■ Passage for review
Improvising reference
I had the good fortune to take part in this year's CLA conference in Montreal as a member of the Local Arrangements Committee. Who knew that event-arranging could cause so much stress? Not I. I was only involved in a tiny fraction of the planning and execution of the event, but it certainly was exhausting. As a result, many of my conference musings are introspective rather than strictly informative.
I spent much of the conference at the hospitality desk, at which we provided conference information, restaurant suggestions, directions, and information about all things local. From this central perch, I was perfectly positioned to meet people, to get a sense of what was going on, and to hear the conference buzz. I think I must have seen nearly every attendee! Conference postmortems and recaps emphasize again and again that one of the most valuable aspects of conference attendance is meeting people and networking, and so in this respect, I think I did well.
Staffing the hospitality desk was more tiring than expected. Just as at a reference desk in a library, there was a feeling of always being "on," ready to answer queries about things I honestly didn't know: best restaurants in certain areas of the city, art festivals, taxis, driving directions, drug stores, craft stores, etc., etc. And then there was the added pressure of acting as a reference librarian for fellow librarians! Of course everyone was very nice, but I was very conscious that they noticed where and how I looked for information.
More than once, I noticed that the exact directions I gave to a certain spot didn't matter as much as being able to put people on the right path and helping them feel confident that they could find the place they were looking for. The same holds true at the reference desk in a library. The overall experience of the encounter from the questioner's perspective is just as important as the objective answer.*
The feeling of being "on" and creating an "experience" for questioners reminded me of a session that I attended at the ACRL conference in March. In a session called "Improvisational Theater as a Tool for Enhancing Cooperation in Academic Libraries," Anthony Stamatoplos applied improv techniques to organizational settings. He emphasized the value of the ability of spontaneity when confronted with an unknown situation and the ability to "make something of nothing" given a set of circumstances. A reference librarian must take a vague question and shape it into an information search or instructive interaction to meet the user's unexpressed needs. Like good improv, creativity and flexibility are essential in the reference exchange, but it must fit within certain guidelines. Librarians must react to what they're given rather than making assumptions about questions and questioners. A librarian can't reject a query about an obscure citation, for example, just as an improv actor can't reject a prop or a party quirk. This theatre motif seems to be somewhat in vogue: another session at ACRL also focused on improv ("Whose Line Is It: The Business of Improvisation Applied to Library Instruction" by librarians from the University of Southern California), as did one at the recent LOEX conference in Albuquerque ("Beating the Competition: Librarian as Performance Artist" by Marc Mason of Arizona State University. Perhaps someone who attended these sessions could further extend the metaphor.

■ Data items
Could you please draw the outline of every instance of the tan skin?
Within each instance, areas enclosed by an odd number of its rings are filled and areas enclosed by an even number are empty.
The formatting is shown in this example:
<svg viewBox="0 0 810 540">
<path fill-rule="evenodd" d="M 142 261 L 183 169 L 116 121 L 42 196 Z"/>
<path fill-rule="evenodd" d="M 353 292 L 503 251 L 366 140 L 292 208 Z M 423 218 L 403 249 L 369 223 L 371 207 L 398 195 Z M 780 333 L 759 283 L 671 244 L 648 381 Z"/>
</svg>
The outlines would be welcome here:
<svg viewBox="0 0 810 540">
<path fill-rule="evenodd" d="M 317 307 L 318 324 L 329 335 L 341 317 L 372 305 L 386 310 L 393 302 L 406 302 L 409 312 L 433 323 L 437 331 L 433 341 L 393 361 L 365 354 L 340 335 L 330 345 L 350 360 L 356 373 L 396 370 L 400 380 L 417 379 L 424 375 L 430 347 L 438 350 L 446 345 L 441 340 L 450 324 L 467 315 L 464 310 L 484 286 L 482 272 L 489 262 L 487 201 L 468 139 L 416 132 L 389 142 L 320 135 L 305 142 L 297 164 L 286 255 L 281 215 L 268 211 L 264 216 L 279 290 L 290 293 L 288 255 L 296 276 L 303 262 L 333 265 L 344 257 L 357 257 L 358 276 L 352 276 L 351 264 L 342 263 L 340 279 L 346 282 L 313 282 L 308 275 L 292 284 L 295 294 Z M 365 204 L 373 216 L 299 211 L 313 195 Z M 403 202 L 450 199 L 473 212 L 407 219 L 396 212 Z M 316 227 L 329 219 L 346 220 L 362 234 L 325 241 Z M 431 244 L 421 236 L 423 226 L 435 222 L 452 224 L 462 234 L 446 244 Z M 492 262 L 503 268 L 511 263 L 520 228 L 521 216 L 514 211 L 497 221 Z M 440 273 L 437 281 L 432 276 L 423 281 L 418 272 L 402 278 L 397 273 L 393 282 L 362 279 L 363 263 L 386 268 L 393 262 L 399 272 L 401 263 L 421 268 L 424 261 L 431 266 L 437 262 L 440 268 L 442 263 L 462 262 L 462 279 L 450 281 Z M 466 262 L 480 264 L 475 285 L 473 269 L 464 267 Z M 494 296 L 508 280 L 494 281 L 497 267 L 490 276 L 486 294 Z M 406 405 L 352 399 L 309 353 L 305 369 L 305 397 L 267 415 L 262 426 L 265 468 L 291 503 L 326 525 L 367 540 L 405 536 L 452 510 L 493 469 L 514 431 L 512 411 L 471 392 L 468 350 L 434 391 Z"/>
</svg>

■ Exercise goal
Reproduce the entire passage on improvising reference word for word. Rely only on the passage on improvising reference; nothing outside it applies.

■ Solved exercise
Improvising reference
I had the good fortune to take part in this year's CLA conference in Montreal as a member of the Local Arrangements Committee. Who knew that event-arranging could cause so much stress? Not I. I was only involved in a tiny fraction of the planning and execution of the event, but it certainly was exhausting. As a result, many of my conference musings are introspective rather than strictly informative.
I spent much of the conference at the hospitality desk, at which we provided conference information, restaurant suggestions, directions, and information about all things local. From this central perch, I was perfectly positioned to meet people, to get a sense of what was going on, and to hear the conference buzz. I think I must have seen nearly every attendee! Conference postmortems and recaps emphasize again and again that one of the most valuable aspects of conference attendance is meeting people and networking, and so in this respect, I think I did well.
Staffing the hospitality desk was more tiring than expected. Just as at a reference desk in a library, there was a feeling of always being "on," ready to answer queries about things I honestly didn't know: best restaurants in certain areas of the city, art festivals, taxis, driving directions, drug stores, craft stores, etc., etc. And then there was the added pressure of acting as a reference librarian for fellow librarians! Of course everyone was very nice, but I was very conscious that they noticed where and how I looked for information.
More than once, I noticed that the exact directions I gave to a certain spot didn't matter as much as being able to put people on the right path and helping them feel confident that they could find the place they were looking for. The same holds true at the reference desk in a library. The overall experience of the encounter from the questioner's perspective is just as important as the objective answer.*
The feeling of being "on" and creating an "experience" for questioners reminded me of a session that I attended at the ACRL conference in March. In a session called "Improvisational Theater as a Tool for Enhancing Cooperation in Academic Libraries," Anthony Stamatoplos applied improv techniques to organizational settings. He emphasized the value of the ability of spontaneity when confronted with an unknown situation and the ability to "make something of nothing" given a set of circumstances. A reference librarian must take a vague question and shape it into an information search or instructive interaction to meet the user's unexpressed needs. Like good improv, creativity and flexibility are essential in the reference exchange, but it must fit within certain guidelines. Librarians must react to what they're given rather than making assumptions about questions and questioners. A librarian can't reject a query about an obscure citation, for example, just as an improv actor can't reject a prop or a party quirk. This theatre motif seems to be somewhat in vogue: another session at ACRL also focused on improv ("Whose Line Is It: The Business of Improvisation Applied to Library Instruction" by librarians from the University of Southern California), as did one at the recent LOEX conference in Albuquerque ("Beating the Competition: Librarian as Performance Artist" by Marc Mason of Arizona State University. Perhaps someone who attended these sessions could further extend the metaphor.